Diese Woche freuen wir uns auf unsere Kuratorin Sophia Sonja Guthier (@heastorian.bsky.social)! Sophia studierte an der Friedrich-Alexander-Universität Erlangen-Nürnberg Geschichte und Politikwissenschaft (B.A.) und anschließend Geschichte (M.A.) mit Schwerpunkt Landesgeschichte an der Johannes Gutenberg-Universität Mainz. Von April 2018 bis Dezember 2019 arbeitete sie als wissenschaftliche Mitarbeiterin an der Universität Koblenz-Landau, Abteilung Politikwissenschaft, Bereich „Politisches System der BRD“. Von Januar 2020 bis Ende Mai 2023 war Sophia Teil des Graduiertenkollegs 2304 „Byzanz und die euromediterranen Kriegskulturen“ im Fach Osteuropäische Geschichte. Ihre Dissertation zum Thema „Waräger und Ostslaven als Bedrohung von Byzanz in der russischen Textkultur des 18. und 19. Jahrhunderts“ reichte sie am 29. März 2023 ein. Zukünftig wird sie als Center Managerin an der Graduate School of Economic and Social Sciences am Center for Doctoral Studies in Business an der Universität Mannheim wirken.
Wie bist du in der Wissenschaft gelandet?
Für den Master im Fach Geschichte bin ich nach Mainz gezogen und habe dort meine Liebe für Osteuropäische Geschichte entdeckt, obwohl mein Schwerpunkt eigentlich auf der Landesgeschichte lag. In meiner Masterarbeit habe ich beides vereint und über die Wahrnehmung und Integration von Russlanddeutschen im Rhein-Main-Gebiet von 1990 bis 2015 geschrieben. Den direkten Weg in die Wissenschaft habe ich nach dem Studium im Jahr 2017 nicht unbedingt gesucht, sondern habe mich auf verschiedene Stellen beworben, darunter auf die Stelle der wissenschaftlichen Mitarbeiterin an der (ehemaligen) Universität Koblenz-Landau in der Abteilung Politikwissenschaft, Bereich „Politisches System der BRD“, wo ich fast 2 Jahre blieb und viel gelernt habe. Da ich weiterhin in Mainz wohnte, hat es mich daraufhin an das Graduiertenkolleg 2304 „Byzanz und die euromediterranen Kriegskulturen“ gezogen, wo ich mich wieder meiner Liebe zur osteuropäischen Geschichte widmen konnte.
Ab Februar 2024 werde ich
als Center Managerin an der Graduate School of Economic and Social Sciences
zwar weniger eigene Forschung betreiben, dafür Nachwuchswissenschaftler:innen
bei ihrem Weg in die Wissenschaft unterstützen. Wobei ich mich weiterhin privat
mit osteuropäischer Geschichte beschäftigen möchte und assoziiertes Mitglied am
Graduiertenkolleg bin.

• AUFGABEN:
a: Gib den Abschnitt des Dokuments zwischen „Ab Februar 2024“ und „Graduiertenkolleg bin.“ einschließlich wortgetreu wieder.
b: Wann hat Sophia Sonja Guthier laut Dokument ihre Dissertation eingereicht?
Die Einträge weiter unten sind eigenständiges Material und gehören nicht zum Dokument.

• BEREITGESTELLTES MATERIAL:
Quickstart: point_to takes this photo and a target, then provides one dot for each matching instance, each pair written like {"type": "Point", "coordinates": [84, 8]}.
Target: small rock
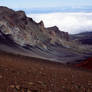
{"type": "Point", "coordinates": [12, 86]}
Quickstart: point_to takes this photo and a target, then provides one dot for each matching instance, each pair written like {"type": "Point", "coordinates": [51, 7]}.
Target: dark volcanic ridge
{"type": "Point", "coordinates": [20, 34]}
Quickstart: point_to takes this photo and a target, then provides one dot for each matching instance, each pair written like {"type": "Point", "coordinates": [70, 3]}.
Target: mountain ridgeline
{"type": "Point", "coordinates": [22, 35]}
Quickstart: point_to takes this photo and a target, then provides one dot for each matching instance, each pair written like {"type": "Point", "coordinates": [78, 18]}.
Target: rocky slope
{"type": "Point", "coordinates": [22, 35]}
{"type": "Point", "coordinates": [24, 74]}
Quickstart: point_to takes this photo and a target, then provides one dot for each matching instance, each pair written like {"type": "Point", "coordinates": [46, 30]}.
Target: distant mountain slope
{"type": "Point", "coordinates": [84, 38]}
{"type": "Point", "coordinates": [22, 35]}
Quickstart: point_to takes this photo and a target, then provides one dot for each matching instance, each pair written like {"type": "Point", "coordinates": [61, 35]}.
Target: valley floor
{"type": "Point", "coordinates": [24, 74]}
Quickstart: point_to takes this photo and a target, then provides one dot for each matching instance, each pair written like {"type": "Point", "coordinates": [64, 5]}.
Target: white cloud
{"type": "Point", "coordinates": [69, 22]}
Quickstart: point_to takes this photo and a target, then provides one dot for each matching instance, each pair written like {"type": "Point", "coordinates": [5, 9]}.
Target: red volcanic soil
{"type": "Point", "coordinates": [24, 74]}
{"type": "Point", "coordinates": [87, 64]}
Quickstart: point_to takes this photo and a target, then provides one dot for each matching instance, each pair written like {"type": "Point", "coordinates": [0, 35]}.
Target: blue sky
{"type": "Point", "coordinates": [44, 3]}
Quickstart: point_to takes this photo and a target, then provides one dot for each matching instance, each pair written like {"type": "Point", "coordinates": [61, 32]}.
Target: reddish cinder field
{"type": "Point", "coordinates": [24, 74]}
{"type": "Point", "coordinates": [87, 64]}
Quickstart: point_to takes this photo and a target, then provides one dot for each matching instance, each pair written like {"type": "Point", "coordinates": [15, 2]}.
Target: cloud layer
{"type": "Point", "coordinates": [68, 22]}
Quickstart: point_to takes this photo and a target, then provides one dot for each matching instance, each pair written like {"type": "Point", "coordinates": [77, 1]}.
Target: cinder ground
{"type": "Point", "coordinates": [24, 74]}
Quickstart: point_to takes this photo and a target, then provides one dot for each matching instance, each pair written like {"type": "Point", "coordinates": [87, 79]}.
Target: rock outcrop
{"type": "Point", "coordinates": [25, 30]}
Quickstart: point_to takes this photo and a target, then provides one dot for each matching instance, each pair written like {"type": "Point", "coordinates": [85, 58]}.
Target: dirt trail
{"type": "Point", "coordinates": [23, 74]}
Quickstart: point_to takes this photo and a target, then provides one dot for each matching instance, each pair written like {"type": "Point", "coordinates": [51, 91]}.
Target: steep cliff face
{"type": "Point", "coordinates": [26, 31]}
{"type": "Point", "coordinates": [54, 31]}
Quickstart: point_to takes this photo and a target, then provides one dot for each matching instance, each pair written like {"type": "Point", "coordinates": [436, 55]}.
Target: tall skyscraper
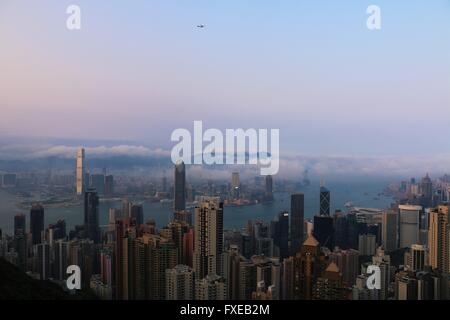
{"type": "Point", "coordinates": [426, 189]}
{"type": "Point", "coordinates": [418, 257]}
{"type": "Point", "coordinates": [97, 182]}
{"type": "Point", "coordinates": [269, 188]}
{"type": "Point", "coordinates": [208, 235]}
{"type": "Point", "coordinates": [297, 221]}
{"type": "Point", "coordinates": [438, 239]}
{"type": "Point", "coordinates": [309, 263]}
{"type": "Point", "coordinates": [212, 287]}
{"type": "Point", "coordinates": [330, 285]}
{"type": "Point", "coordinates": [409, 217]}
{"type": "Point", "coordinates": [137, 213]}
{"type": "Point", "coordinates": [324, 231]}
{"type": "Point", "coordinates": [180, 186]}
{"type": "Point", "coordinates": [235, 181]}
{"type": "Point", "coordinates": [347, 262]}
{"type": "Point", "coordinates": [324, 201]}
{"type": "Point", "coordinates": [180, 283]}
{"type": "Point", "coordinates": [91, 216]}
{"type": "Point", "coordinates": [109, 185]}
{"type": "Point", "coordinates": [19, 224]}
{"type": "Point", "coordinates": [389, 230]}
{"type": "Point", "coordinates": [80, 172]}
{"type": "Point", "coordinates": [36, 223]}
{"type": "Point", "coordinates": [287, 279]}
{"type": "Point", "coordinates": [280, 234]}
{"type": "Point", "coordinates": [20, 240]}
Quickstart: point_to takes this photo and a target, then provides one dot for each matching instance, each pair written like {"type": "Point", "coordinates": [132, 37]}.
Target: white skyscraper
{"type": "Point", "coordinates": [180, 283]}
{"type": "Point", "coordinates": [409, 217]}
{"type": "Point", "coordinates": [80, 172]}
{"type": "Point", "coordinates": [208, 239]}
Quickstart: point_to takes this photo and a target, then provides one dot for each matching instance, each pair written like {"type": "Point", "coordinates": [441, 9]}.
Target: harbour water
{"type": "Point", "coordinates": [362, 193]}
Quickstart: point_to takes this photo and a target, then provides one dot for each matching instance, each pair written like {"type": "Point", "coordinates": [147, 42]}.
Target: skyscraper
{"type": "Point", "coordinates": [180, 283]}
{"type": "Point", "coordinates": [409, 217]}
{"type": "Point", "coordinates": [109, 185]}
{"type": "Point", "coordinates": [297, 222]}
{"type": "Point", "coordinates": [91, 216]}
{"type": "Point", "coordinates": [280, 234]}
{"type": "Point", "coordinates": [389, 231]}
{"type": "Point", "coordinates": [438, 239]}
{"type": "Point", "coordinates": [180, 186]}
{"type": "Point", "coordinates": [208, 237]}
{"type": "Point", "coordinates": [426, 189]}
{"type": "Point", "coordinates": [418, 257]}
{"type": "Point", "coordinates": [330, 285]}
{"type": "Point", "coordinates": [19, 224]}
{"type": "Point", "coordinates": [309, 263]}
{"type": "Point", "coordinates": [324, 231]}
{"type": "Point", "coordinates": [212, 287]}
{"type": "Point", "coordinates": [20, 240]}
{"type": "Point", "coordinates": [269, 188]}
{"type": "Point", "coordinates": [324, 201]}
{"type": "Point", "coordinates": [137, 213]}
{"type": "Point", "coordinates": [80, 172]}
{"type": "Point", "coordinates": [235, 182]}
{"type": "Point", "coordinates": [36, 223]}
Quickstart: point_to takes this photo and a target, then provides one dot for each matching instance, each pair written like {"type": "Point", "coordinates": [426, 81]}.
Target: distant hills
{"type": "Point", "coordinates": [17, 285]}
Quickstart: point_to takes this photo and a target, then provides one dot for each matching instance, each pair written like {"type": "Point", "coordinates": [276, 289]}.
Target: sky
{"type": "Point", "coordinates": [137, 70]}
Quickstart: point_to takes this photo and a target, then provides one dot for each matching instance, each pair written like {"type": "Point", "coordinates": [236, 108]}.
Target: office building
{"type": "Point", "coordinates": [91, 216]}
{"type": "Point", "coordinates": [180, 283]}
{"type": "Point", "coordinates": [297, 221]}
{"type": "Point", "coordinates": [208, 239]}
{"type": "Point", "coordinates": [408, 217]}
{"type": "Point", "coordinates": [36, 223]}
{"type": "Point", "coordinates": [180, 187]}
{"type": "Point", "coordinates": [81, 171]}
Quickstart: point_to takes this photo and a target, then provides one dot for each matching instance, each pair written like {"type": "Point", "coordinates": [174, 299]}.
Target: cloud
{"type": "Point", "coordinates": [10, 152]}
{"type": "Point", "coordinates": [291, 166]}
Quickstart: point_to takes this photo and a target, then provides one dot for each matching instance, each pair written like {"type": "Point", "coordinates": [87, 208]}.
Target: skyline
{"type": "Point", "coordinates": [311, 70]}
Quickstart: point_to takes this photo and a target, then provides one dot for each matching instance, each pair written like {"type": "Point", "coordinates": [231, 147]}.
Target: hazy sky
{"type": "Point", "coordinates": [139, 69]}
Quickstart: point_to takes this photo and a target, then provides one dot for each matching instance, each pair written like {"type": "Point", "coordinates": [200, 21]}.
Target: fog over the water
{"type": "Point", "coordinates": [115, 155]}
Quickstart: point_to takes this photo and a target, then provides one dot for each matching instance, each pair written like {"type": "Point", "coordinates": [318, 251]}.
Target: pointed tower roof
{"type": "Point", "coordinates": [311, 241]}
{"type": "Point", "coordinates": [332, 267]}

* * *

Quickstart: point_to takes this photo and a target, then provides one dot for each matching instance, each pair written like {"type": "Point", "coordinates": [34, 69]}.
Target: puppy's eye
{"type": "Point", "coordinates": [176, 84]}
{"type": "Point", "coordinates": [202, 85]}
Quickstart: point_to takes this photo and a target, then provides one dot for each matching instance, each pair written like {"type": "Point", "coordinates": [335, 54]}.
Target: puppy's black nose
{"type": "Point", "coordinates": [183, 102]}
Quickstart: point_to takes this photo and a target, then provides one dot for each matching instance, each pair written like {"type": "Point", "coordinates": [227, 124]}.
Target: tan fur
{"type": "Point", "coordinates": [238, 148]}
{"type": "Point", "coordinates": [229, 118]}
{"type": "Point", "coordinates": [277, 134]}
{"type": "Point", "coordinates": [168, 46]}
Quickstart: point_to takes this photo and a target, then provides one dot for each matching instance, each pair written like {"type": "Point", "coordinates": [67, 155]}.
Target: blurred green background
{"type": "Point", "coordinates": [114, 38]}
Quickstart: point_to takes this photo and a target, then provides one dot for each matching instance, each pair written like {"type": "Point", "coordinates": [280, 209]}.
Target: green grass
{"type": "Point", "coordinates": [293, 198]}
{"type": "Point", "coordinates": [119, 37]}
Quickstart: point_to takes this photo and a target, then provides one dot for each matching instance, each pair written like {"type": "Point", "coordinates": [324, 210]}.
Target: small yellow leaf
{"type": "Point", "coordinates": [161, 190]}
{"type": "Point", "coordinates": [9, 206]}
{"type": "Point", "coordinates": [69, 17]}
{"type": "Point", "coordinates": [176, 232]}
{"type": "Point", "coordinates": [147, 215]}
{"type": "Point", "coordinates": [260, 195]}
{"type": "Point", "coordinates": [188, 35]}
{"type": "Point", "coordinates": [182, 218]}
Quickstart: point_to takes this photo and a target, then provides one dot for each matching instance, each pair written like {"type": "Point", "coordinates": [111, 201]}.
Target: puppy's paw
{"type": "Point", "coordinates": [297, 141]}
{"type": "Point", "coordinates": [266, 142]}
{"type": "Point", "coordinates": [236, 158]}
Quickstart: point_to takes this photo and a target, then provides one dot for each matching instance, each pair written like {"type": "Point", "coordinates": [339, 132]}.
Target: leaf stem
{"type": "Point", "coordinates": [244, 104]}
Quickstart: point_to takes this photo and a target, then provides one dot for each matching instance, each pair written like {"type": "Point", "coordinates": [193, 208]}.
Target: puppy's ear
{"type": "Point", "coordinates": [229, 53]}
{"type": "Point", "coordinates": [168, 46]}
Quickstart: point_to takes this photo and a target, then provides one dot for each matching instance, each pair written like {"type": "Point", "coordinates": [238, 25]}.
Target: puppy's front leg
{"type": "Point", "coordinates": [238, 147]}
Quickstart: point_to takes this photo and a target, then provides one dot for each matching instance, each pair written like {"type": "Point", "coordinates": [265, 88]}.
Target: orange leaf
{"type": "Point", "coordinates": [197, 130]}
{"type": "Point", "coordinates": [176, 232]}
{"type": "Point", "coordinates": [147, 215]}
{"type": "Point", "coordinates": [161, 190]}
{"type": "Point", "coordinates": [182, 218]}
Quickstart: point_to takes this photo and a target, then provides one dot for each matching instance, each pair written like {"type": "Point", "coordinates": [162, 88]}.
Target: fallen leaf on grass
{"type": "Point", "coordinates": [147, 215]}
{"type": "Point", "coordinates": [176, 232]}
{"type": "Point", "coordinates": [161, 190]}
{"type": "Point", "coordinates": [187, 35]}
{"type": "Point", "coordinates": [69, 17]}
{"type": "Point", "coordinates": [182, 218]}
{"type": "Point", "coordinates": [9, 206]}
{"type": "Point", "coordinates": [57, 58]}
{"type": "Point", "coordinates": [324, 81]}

---

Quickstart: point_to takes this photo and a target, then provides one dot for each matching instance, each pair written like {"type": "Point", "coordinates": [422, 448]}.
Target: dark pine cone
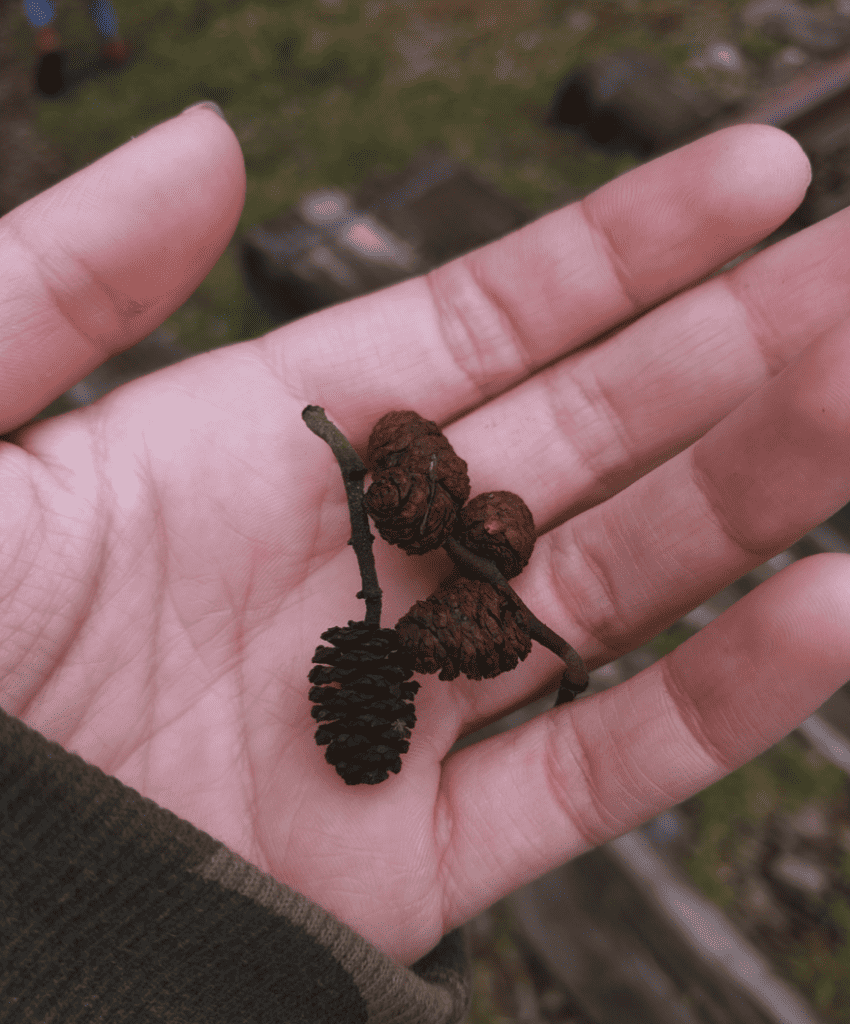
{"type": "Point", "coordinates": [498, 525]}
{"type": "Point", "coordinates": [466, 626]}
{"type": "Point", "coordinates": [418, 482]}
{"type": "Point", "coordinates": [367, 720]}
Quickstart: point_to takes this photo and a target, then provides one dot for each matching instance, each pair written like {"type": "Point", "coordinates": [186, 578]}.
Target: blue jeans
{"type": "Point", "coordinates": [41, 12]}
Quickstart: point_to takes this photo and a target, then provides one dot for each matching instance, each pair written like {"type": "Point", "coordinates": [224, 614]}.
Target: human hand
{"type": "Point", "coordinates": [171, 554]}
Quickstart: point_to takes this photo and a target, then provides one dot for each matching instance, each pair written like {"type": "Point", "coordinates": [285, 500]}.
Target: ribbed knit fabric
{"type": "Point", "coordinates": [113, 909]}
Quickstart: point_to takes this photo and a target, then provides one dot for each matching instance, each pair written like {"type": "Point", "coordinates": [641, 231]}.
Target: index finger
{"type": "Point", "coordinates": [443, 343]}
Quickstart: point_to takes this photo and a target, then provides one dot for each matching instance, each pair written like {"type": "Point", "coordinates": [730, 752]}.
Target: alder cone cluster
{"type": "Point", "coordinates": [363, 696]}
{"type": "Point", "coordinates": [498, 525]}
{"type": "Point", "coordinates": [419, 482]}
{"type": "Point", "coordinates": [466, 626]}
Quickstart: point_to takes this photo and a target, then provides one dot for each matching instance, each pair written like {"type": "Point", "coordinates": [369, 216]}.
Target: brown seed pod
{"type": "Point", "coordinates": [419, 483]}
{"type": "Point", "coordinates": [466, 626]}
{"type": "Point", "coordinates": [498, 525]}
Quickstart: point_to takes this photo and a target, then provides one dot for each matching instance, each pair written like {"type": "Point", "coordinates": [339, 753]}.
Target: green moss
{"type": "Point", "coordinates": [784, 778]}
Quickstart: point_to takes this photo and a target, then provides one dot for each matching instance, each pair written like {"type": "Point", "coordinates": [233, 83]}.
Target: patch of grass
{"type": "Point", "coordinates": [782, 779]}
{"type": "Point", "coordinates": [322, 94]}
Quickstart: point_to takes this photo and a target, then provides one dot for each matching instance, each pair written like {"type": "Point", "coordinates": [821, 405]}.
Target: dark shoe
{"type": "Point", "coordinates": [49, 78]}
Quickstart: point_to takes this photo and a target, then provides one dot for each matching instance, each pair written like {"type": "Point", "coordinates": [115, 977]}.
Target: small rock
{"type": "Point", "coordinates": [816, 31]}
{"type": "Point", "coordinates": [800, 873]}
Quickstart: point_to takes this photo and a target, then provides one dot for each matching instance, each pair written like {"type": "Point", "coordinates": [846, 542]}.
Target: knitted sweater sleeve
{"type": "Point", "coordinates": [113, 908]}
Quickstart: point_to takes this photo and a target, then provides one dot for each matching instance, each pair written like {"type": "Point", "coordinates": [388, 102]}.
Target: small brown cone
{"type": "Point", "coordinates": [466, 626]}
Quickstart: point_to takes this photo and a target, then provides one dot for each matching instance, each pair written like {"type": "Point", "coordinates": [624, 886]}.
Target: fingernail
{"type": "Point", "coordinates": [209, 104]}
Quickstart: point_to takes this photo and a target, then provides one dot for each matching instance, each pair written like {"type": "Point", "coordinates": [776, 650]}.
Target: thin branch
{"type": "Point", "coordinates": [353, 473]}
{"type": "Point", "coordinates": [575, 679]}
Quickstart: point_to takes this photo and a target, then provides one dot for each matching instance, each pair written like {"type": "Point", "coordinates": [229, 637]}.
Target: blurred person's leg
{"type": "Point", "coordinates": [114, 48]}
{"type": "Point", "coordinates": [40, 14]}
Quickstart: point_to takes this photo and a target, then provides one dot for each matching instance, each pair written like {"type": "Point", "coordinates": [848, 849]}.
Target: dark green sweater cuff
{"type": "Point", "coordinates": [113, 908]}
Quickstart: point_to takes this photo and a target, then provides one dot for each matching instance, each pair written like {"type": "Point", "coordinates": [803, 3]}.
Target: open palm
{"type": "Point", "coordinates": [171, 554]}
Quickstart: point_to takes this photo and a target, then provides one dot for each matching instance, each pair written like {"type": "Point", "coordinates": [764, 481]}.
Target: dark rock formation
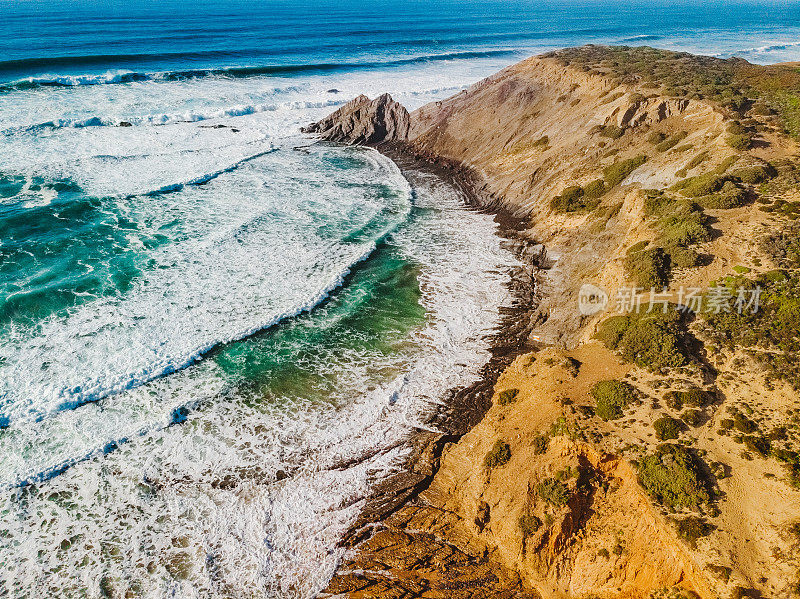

• LÖSUNGEN IN REIHENFOLGE:
a:
Ab Februar 2024 werde ich
als Center Managerin an der Graduate School of Economic and Social Sciences
zwar weniger eigene Forschung betreiben, dafür Nachwuchswissenschaftler:innen
bei ihrem Weg in die Wissenschaft unterstützen. Wobei ich mich weiterhin privat
mit osteuropäischer Geschichte beschäftigen möchte und assoziiertes Mitglied am
Graduiertenkolleg bin.

b: Am 29. März 2023.